• _Activities_
**a)** Translate this sentence from the forum thread into Spanish: "I concur that NF has nothing to do with it."
**b)** Reproduce the part of the forum thread starting at "## Silent Theory" and ending at "do with it.", switching "awesome" to "fun".

• _Document passage_

# What do NF feels about taking drugs like marijuana?



## atamagasuita

Like has someone ever tried marijuana? Like, did you ever enjoyed it, being an NF?


----------



## Marvin the Dendroid




----------



## charlie.elliot

Not sure what it would have to do with being an NF, but I hated it. I had all the worst reactions and I'm never doing it again, or any drug for that matter apart from alcohol.


----------



## Silent Theory

I used to smoke a lot when I was younger and it was pretty awesome. I haven't smoked in awhile now, but I would definitely do it again.


----------



## Sour Roses

:laughing:

I concur that NF has nothing to do with it.



I was a full time pothead for almost a year when I was, ermmm, 21 or so. 
Not that I hadn't smoked before that with friends, but after I lost my flight attendant job and I couldn't get another job despite a LOT of effort, I ended up pretty depressed... 
So I turned to it because I considered it a really safe option compared to drugs or alcohol. 

I smoked when I woke up, took a nap when I got tired, drank a ton of soda to keep me awake for a little while and then smoked some more. Then I had something to eat and fell asleep again.

• _Recorded information_

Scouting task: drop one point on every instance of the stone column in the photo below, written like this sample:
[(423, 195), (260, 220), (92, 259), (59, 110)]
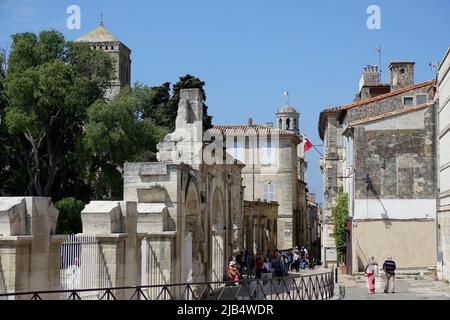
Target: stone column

• _Responses_
**a)** Estoy de acuerdo en que NF no tiene nada que ver con eso.

**b)**
## Silent Theory

I used to smoke a lot when I was younger and it was pretty fun. I haven't smoked in awhile now, but I would definitely do it again.


----------



## Sour Roses

:laughing:

I concur that NF has nothing to do with it.